Callaghan v. City of New York

Bergan, J.

The proof before the Special Referee is that on December 4, 1950, just before 5:00 p.m., plaintiff Margaret Callaghan alighted from a northbound Lexington Avenue express subway train at the 125th Street station and walked to the local side of the platform. There were at that time at least one hundred people standing on the local side of the platform at the point where said plaintiff crossed.

She testified that she waited on the platform between ten and twelve minutes before the first local train arrived. During this period two or three express trains came into the station, discharging more passengers who crossed over to the local platform. As a result of this she testified ‘ ‘ The whole platform was covered with people ”; that when the local arrived and the doors were opened, people started to push and ‘1 they had pressed up so close together that 1 couldn’t move any part of my body or my hands and my feet.” She continued that when she got to the door “ I was pushed down. My right foot went down between the platform and the train, and the people walked on top of me ”.

* * *

» **Questions**:
(a) Return the portion of the Callaghan opinion excerpt that begins with the words "Callaghan v. City" and ends after the words "said plaintiff crossed.".
(b) According to the Callaghan opinion excerpt, how long did Margaret Callaghan wait on the platform before the first local train arrived?
(c) Summarize the Callaghan opinion excerpt in two sentences.
The items have nothing to do with the Callaghan opinion excerpt.

* * *

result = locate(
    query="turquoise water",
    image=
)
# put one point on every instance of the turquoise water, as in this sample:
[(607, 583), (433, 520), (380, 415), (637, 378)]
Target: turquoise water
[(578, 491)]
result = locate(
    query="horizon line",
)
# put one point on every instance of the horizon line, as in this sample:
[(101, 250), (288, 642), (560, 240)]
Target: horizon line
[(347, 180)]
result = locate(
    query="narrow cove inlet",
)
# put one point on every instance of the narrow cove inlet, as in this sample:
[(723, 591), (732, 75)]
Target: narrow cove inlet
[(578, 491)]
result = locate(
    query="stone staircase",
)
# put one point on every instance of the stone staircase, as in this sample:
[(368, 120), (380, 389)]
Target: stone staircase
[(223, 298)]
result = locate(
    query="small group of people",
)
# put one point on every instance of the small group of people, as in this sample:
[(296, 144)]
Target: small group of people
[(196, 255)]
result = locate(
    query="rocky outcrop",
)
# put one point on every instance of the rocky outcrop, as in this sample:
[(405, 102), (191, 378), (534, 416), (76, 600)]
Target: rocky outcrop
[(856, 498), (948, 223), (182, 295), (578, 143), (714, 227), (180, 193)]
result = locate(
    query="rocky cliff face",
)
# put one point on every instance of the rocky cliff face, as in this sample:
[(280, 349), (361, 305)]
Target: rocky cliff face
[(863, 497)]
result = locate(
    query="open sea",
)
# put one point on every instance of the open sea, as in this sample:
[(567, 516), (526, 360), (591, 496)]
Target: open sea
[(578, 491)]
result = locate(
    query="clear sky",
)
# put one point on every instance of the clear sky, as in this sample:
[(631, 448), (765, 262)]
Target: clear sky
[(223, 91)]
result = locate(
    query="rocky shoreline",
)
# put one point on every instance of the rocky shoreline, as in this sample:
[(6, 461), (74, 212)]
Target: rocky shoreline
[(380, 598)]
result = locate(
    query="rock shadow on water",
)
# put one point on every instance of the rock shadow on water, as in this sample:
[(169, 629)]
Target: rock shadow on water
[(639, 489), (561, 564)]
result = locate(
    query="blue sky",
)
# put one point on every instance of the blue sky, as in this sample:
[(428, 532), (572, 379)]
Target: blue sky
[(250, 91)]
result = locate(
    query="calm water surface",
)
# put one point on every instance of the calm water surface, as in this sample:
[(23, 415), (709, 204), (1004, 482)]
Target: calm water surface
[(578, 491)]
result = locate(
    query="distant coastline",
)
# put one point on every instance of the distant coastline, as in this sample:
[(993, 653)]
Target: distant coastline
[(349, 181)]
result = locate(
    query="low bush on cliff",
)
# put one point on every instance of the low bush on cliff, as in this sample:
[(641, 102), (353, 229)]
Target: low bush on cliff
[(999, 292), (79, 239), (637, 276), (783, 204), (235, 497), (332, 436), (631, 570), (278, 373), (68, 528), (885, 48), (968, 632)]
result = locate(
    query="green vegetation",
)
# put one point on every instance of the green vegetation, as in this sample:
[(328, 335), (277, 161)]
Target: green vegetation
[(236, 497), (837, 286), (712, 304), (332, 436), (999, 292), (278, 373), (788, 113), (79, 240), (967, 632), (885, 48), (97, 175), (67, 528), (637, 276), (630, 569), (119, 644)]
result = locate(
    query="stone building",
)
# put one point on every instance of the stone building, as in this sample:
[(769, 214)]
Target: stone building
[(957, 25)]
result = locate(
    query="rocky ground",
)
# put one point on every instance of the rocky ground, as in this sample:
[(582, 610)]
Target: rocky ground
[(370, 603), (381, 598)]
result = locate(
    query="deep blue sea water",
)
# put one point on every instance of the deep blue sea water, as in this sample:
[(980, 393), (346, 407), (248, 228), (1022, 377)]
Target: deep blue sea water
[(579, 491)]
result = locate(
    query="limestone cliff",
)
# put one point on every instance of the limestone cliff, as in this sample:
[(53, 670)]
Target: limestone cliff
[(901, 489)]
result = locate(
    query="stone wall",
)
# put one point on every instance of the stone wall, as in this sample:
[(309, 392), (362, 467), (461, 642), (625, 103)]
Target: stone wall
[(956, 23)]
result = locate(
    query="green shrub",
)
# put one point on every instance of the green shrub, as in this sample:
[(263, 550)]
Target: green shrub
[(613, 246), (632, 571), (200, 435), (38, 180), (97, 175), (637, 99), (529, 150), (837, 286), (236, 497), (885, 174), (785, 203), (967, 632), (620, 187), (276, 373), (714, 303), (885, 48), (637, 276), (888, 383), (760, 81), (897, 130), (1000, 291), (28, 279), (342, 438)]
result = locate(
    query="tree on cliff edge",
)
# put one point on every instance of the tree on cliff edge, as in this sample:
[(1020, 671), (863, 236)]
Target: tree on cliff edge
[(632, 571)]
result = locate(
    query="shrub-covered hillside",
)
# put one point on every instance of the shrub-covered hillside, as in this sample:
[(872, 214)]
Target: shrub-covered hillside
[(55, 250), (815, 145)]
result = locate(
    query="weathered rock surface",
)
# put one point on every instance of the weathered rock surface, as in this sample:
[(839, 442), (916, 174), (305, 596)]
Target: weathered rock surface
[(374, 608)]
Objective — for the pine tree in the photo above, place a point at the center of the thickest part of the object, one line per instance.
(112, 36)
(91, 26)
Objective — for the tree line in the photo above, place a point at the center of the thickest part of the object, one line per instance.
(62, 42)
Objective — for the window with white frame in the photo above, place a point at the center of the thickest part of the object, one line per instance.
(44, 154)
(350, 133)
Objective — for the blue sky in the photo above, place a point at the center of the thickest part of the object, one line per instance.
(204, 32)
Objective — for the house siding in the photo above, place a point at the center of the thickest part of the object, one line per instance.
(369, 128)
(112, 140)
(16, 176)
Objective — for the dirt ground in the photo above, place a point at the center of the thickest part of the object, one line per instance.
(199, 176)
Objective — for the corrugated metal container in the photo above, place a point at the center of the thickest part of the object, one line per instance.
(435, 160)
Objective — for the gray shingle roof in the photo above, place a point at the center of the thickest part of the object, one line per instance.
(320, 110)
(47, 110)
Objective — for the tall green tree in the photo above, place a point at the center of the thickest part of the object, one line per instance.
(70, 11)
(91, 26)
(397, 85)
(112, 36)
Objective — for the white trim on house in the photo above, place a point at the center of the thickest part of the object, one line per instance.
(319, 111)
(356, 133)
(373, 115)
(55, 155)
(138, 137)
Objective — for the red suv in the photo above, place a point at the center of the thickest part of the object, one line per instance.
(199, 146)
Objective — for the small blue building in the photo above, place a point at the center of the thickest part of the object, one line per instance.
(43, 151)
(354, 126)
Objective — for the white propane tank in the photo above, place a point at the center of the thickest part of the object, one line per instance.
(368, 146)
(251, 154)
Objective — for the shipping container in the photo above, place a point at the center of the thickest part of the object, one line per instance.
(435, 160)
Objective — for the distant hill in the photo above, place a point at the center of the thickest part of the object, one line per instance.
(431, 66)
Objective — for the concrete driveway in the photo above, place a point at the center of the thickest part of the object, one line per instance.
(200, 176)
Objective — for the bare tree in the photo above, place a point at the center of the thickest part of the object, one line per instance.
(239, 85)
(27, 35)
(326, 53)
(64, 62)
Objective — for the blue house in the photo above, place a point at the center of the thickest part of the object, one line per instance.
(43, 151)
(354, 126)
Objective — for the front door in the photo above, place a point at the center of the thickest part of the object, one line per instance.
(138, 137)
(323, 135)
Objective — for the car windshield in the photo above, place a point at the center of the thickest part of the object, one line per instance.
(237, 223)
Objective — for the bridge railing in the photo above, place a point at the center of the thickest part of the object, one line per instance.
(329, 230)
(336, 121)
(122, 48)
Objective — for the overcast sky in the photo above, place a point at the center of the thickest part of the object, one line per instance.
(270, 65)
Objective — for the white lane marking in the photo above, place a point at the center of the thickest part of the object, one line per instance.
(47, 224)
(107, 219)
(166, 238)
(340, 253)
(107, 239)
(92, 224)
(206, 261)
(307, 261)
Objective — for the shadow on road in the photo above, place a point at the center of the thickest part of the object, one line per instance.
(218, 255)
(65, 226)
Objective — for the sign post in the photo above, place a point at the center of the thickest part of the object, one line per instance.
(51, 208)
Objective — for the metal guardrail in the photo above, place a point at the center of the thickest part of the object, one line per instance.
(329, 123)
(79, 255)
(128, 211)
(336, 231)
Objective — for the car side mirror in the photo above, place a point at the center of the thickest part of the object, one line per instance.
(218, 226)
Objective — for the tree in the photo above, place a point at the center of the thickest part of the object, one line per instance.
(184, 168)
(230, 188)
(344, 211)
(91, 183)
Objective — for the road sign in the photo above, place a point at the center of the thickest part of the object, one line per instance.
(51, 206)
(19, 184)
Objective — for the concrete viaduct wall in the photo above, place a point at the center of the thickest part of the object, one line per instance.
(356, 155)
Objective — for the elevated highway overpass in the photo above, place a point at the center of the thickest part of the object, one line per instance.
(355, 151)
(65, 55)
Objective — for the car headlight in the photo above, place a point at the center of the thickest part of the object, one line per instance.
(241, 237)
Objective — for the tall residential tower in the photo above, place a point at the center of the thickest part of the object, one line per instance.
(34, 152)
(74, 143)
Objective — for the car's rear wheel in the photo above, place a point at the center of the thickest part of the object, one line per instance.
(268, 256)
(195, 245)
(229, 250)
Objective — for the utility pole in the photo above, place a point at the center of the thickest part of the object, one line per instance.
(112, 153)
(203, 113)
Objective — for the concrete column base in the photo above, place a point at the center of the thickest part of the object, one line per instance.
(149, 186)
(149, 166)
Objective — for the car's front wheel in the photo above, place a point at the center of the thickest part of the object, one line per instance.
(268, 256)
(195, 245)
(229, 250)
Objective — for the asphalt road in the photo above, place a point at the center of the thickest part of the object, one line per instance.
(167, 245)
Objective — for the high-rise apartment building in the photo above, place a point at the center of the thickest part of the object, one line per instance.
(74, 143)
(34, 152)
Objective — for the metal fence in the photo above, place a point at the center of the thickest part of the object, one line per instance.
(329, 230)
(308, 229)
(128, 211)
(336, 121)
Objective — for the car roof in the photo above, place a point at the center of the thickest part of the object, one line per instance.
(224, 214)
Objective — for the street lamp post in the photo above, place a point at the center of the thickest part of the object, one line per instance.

* * *

» **Expected results**:
(a)
Callaghan v. City of New York

Bergan, J.

The proof before the Special Referee is that on December 4, 1950, just before 5:00 p.m., plaintiff Margaret Callaghan alighted from a northbound Lexington Avenue express subway train at the 125th Street station and walked to the local side of the platform. There were at that time at least one hundred people standing on the local side of the platform at the point where said plaintiff crossed.

(b) She waited between ten and twelve minutes.

(c) On December 4, 1950, shortly before 5:00 p.m., Margaret Callaghan left a northbound Lexington Avenue express train at the 125th Street station and crossed to the local side of the platform, where at least one hundred people were standing. She testified that more passengers crowded onto the platform while she waited, and that when the local train's doors opened she was pushed down, her right foot went between the platform and the train, and people walked on top of her.